▶ [GIVEN TASK]: Give every line of the records below as a JSON list of strings, with one string per line and no blank lines.
## Start DATASET RECORDS
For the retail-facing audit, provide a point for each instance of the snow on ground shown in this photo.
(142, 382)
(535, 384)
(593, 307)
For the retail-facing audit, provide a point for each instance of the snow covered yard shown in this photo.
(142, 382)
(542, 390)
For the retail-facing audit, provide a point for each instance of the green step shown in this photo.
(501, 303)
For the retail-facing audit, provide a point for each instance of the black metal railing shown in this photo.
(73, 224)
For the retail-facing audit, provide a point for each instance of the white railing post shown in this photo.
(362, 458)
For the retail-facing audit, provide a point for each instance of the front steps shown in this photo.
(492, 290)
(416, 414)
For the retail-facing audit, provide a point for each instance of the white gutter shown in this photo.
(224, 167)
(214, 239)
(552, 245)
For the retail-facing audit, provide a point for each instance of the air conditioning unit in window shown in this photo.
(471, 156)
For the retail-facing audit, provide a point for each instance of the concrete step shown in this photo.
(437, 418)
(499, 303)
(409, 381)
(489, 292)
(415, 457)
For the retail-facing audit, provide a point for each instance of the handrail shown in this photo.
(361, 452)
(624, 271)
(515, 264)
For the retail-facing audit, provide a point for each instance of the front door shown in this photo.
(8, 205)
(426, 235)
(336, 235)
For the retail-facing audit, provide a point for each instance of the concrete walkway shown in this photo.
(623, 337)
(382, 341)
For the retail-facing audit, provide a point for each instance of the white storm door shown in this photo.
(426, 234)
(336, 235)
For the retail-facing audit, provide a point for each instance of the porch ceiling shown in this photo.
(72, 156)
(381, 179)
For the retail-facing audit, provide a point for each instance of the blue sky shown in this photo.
## End DATASET RECORDS
▶ [RESULT BELOW]:
[
  "For the retail-facing audit, provide a point for each instance of the snow on ground shown in this photo.",
  "(142, 382)",
  "(535, 384)",
  "(593, 307)",
  "For the retail-facing audit, provide a point for each instance of the snow covered yard shown in this photo.",
  "(142, 382)",
  "(542, 390)",
  "For the retail-facing audit, provide a point for each instance of the green step shown in this photo.",
  "(501, 303)",
  "For the retail-facing audit, provide a point for each instance of the black metal railing shown in this photo.",
  "(73, 224)",
  "For the retail-facing audit, provide a point for each instance of the white railing post shown in this photo.",
  "(362, 458)",
  "For the retail-facing audit, provide a point for each instance of the front steps shown in this photo.",
  "(492, 290)",
  "(416, 414)",
  "For the retail-facing audit, provide a point for each instance of the white gutter shown in this photo.",
  "(224, 167)",
  "(214, 239)",
  "(552, 245)",
  "For the retail-facing audit, provide a point for each instance of the air conditioning unit in window shown in this photo.",
  "(471, 156)",
  "For the retail-facing audit, provide a point for each instance of the concrete step shown in this photo.",
  "(437, 418)",
  "(499, 303)",
  "(409, 381)",
  "(489, 292)",
  "(415, 457)",
  "For the retail-facing audit, provide a point for each instance of the handrail shown in this photo.",
  "(361, 452)",
  "(624, 271)",
  "(515, 264)",
  "For the retail-facing audit, provide a point for each instance of the front door shown in this photo.",
  "(8, 205)",
  "(426, 235)",
  "(336, 235)",
  "For the retail-facing audit, provide a point for each instance of the concrete walkway shown in this photo.",
  "(623, 337)",
  "(382, 341)",
  "For the retail-facing audit, provide a point for each instance of the white storm door shown in this photo.",
  "(426, 234)",
  "(336, 235)",
  "For the retail-facing audit, provide a point for each instance of the porch ceiling shown in this photo.",
  "(72, 156)",
  "(381, 179)",
  "For the retail-facing audit, provide a point for each instance of the blue sky shown in this photo."
]